===== ФРАГМЕНТ ТЕКСТА
Вначале профессор Артиллерийской академии, он провел значительную
часть жизни в эмиграции и был идейным руководителем революционного
движения 70-х годов. Про него острили, что он начинает обоснование
революционного социализма космогонически, с движения туманных масс.
Наиболее известен он своей книгой "Исторические письма",
напечатанной под псевдонимом Миртова. Лавров утверждал антропологизм
в философии и основным двигателем исторического процесса признавал
критически мыслящие личности. Он проповедует обязанность личности
развиваться. Но нравственные достоинства личности у него осуществляются
в группе, в партии. Персонализм Лаврова ограничен. Для него, в сущности,
человека, как отдельной личности, не существует, он образуется обществом.
==========
===== ИСХОДНЫЕ ДАННЫЕ
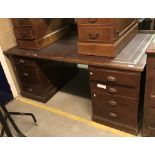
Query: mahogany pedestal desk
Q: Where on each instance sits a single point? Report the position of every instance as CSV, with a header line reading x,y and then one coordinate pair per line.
==========
ЗАДАНИЕ 1 → Под каким псевдонимом, согласно фрагменту о Лаврове, была напечатана книга «Исторические письма»?
ЗАДАНИЕ 2 → Продублируйте из фрагмента о Лаврове часть, которая открывается словами, содержащими «Вначале профессор Артиллерийской», и завершается словами «движения туманных масс.».

ИТОГОВЫЙ ОТВЕТ 1 → Под псевдонимом Миртова.

ИТОГОВЫЙ ОТВЕТ 2 →
Вначале профессор Артиллерийской академии, он провел значительную
часть жизни в эмиграции и был идейным руководителем революционного
движения 70-х годов. Про него острили, что он начинает обоснование
революционного социализма космогонически, с движения туманных масс.